> WHAT YOU ARE ASKED TO DO:
Set down exactly the first line of the entries and every line after it, through the line with "Target: black suv".

------ INFORMATION PROVIDED

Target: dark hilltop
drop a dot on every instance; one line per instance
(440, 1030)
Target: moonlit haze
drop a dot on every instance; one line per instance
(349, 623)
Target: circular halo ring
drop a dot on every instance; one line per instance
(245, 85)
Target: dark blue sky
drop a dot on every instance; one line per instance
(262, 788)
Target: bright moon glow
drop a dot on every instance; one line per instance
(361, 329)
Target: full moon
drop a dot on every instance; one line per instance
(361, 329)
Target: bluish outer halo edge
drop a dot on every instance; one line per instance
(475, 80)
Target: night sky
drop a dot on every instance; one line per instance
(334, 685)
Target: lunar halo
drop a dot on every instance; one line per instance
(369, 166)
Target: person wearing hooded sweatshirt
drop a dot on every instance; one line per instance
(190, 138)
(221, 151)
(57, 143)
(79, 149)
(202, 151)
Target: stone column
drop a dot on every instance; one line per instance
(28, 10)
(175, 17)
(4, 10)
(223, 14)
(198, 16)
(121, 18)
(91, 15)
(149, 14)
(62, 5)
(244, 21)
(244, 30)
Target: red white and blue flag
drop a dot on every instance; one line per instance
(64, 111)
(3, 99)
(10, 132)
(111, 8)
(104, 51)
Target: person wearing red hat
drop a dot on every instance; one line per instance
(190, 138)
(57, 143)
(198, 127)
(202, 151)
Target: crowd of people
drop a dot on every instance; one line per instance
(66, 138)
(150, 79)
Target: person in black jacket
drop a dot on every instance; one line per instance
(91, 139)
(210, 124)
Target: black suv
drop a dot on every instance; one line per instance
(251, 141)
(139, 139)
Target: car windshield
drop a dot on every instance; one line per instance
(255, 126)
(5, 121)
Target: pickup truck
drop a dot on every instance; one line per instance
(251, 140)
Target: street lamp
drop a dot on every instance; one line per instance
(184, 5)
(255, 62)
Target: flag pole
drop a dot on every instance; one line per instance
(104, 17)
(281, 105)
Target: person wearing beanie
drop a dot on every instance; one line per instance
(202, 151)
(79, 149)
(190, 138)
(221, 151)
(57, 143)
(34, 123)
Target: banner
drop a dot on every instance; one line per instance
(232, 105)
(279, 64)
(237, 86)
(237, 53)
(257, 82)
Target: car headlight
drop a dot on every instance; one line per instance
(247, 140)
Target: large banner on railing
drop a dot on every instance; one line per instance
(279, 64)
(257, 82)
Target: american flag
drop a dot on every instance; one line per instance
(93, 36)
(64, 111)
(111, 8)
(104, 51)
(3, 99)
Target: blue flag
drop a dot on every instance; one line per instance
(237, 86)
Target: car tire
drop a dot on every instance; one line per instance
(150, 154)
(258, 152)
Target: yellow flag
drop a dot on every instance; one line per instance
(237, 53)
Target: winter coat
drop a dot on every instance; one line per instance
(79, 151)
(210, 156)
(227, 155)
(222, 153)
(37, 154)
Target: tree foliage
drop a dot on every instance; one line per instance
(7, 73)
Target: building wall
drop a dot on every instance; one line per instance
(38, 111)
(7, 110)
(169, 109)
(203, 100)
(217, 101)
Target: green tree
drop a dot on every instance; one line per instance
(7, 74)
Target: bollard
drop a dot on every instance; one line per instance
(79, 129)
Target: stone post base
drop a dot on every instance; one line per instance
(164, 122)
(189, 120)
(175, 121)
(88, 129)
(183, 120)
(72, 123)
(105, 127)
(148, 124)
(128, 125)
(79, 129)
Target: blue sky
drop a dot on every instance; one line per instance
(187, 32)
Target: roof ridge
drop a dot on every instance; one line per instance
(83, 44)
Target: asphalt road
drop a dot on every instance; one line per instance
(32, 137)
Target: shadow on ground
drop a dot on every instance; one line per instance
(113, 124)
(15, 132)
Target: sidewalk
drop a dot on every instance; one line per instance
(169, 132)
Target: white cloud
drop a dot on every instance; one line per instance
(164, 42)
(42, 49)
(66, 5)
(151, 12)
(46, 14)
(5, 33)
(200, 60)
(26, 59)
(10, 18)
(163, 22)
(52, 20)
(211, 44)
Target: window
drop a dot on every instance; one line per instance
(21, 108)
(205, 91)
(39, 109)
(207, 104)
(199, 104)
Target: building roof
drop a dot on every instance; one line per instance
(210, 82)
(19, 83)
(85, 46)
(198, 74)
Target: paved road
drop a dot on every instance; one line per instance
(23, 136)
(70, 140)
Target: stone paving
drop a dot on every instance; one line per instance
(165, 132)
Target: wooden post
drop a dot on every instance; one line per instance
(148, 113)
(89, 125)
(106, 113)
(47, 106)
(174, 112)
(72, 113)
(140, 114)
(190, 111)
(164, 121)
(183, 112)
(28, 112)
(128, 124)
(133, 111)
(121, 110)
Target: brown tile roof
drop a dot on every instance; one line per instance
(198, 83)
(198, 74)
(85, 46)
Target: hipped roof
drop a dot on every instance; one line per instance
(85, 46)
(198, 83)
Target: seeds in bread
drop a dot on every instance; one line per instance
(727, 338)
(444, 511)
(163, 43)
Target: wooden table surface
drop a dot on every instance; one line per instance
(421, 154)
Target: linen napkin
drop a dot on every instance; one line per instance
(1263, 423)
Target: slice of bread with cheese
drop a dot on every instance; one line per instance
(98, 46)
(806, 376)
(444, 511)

------------

> TASK RESPONSE:
Target: dark hilltop
drop a dot on every instance; one line per instance
(440, 1030)
Target: moonlit haze
drop a dot on every instance; one line per instance
(349, 623)
Target: circular halo ring
drop a dot on every instance; one line per instance
(245, 85)
Target: dark blue sky
drop a dot on every instance; one line per instance
(262, 788)
Target: bright moon glow
drop a dot on every instance; one line per instance
(361, 329)
Target: full moon
drop a dot on every instance; one line per instance
(361, 329)
Target: bluish outer halo edge
drop a dot on every instance; one line per instance
(475, 80)
Target: night sky
drop a dot on every instance; one line per instance
(334, 685)
Target: lunar halo
drop a dot on every instance; one line per instance
(369, 166)
Target: person wearing hooded sweatshirt
drop a dot on every instance; one line per instance
(190, 138)
(221, 151)
(57, 143)
(79, 149)
(202, 151)
Target: stone column
drop a dot on every instance; one line per instance
(28, 10)
(175, 17)
(4, 10)
(223, 14)
(198, 16)
(121, 18)
(91, 15)
(149, 14)
(62, 5)
(244, 21)
(244, 30)
Target: red white and blue flag
drop a dot on every instance; one line per instance
(64, 111)
(3, 99)
(10, 132)
(111, 8)
(104, 51)
Target: person wearing red hat
drop a dot on every instance; one line per instance
(190, 138)
(57, 143)
(198, 127)
(202, 151)
Target: crowd of people
drop a dot on every instance; one line per instance
(66, 138)
(150, 79)
Target: person in black jacket
drop a dot on every instance; one line per instance
(91, 139)
(210, 124)
Target: black suv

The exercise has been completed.